Lexicographically next string

Given a string, find lexicographically next string.

Examples:

Input : geeks
Output : geekt
The last character 's' is changed to 't'.

Input : raavz
Output : raawz
Since we can't increase last character, 
we increment previous character.

Input :  zzz
Output : zzza

Recommended: Please try your approach on {IDE} first, before moving on to the solution.

If string is empty, we return ‘a’. If string contains all characters as ‘z’, we append ‘a’ at the end. Otherwise we find first character from end which is not z and increment it.

C++

// C++ program to find lexicographically next 
// string 
#include <bits/stdc++.h> 
using namespace std; 
  
string nextWord(string s) 
{ 
    // If string is empty. 
    if (s == "") 
        return "a"; 
  
    // Find first character from right  
    // which is not z. 
      
    int i = s.length() - 1; 
    while (s[i] == 'z' && i >= 0)

+ + + +

WRITTEN REQUEST 1
Update the rows below by replacing "black winter jacket" with "gray rain jacket" and leaving everything else unchanged. Omit the pictures from your answer.

+ + + +

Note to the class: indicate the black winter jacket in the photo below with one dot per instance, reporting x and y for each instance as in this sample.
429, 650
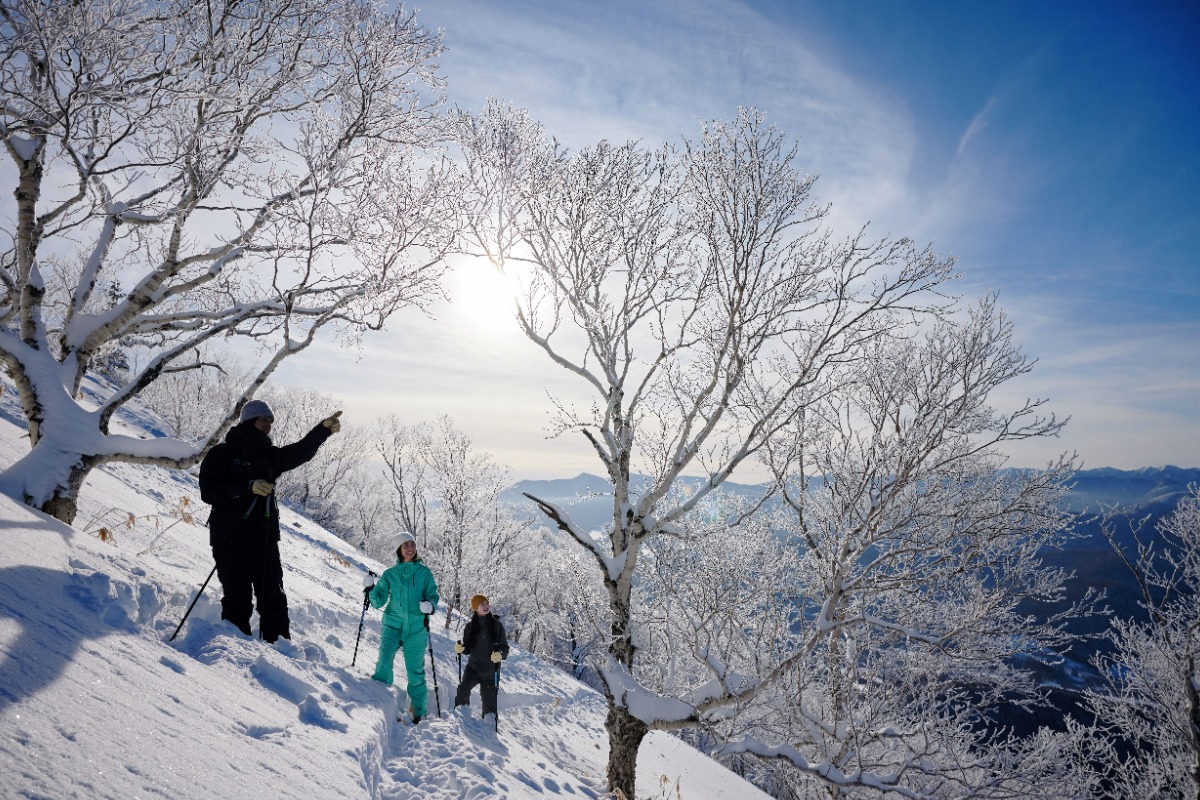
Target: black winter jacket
231, 467
480, 637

+ + + +

WRITTEN REQUEST 2
According to the lexicographically next string page above, what is returned when the given string is empty?

WRITTEN REPLY 1
Note to the class: indicate the gray rain jacket in the photo below with one dot per instance, reporting x and y for each instance as in this sample.
429, 650
Target: gray rain jacket
231, 467
480, 637

WRITTEN REPLY 2
The string 'a' is returned.